Further, in MDG Supply v. Diversified Inv., 51 Haw. 375, 463 P.2d 525 (1969), cert. denied 400 U.S. 868 (1970), the Supreme Court of Hawaii held that a judgment of foreclosure of mortgage or other lien is final although it contains a direction to make a report of sale and to bring the proceeds into court for an order regarding their disposition. The court reasoned that such a judgment finally determines the merits of the controversy, and subsequent proceedings are simply incident to its enforcement. 51 Hawaii at 380.
At 59 C.J.S., Mortgages § 685, p. 1242, it is stated:
"A judgment or decree of foreclosure, directing a sale of the mortgaged property, is generally regarded as a final judgment or decree, and its finality is not affected by the failure of the judgment to dispose of other asserted liens. It is final in so far as it determines the rights of the parties, the amounts to be paid, and as to the award of a personal judgment and the granting of a lien; and, when the judgment or decree grants a time to redeem, the day of the expiration of such time is the day of final judgment. It is executory and interlocutory as to the order directing the manner of sale and the proper distribution of the proceeds thereof."
We hold the district court made a final determination with respect to the rights of the parties, the amounts to be paid, and the priority of claims. Accordingly, the Court of Appeals erred in dismissing this case for lack of jurisdiction.
We now turn to the merits of the case. The Buyers seek rescission of the real estate contract on the theory of failure of consideration and breach. They contend the Sellers were required to record a formal plat on the property described in the contract and that the Sellers agreed to install streets and utilities prior to expiration of the contract, none of which has been done as agreed. They also contend the Sellers' actions in orally promising to comply with the contract, then refusing to do so, amount to fraud. They argue the contract is ambiguous and thus they are entitled to introduce parol evidence to show the oral representations of the Sellers.

● Job 1: Condense the paragraph of the opinion excerpt that begins "We now turn to the merits of the case" into a short bulleted list that preserves its main facts.
● Job 2: Quote the opinion excerpt word for word, everything from "We hold the" down to "lack of jurisdiction.".
● Job 3: In the opinion excerpt, with respect to what matters does the court hold that the district court made a final determination?

[Stored dataset items]

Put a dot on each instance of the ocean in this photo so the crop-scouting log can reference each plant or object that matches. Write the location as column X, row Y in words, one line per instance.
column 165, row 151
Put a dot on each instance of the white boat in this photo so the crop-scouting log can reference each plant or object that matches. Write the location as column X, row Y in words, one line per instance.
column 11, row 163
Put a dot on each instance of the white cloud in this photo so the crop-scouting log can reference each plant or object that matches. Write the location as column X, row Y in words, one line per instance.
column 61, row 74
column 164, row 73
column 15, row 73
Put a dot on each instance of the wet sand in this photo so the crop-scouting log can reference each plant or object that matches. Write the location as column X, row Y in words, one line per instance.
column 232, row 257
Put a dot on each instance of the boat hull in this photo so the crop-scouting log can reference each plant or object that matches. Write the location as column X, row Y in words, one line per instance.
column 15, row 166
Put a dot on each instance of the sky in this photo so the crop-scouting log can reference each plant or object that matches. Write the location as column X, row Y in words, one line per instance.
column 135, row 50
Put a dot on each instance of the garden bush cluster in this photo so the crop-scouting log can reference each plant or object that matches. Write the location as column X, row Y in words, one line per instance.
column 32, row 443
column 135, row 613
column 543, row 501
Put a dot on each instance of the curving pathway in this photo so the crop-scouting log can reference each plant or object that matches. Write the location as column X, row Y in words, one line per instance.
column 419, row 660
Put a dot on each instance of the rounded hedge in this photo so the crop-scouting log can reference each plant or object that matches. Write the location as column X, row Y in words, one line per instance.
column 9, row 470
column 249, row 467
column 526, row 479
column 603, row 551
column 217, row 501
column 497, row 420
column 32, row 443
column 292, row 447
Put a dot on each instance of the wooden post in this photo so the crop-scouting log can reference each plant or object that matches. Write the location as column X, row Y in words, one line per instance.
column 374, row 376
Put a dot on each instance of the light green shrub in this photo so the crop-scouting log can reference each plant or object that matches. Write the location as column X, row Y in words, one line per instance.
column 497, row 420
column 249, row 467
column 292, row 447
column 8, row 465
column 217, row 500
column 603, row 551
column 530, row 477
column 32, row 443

● Task output 1:
- The court turns to the merits of the case.
- The Buyers seek rescission of the real estate contract for failure of consideration and breach.
- They contend the Sellers were required to record a formal plat on the property and agreed to install streets and utilities before the contract expired, and none of this was done.
- They contend the Sellers orally promised to comply with the contract, then refused, which amounts to fraud.
- They argue the contract is ambiguous, so they may introduce parol evidence of the Sellers' oral representations.

● Task output 2:
We hold the district court made a final determination with respect to the rights of the parties, the amounts to be paid, and the priority of claims. Accordingly, the Court of Appeals erred in dismissing this case for lack of jurisdiction.

● Task output 3: The rights of the parties, the amounts to be paid, and the priority of claims.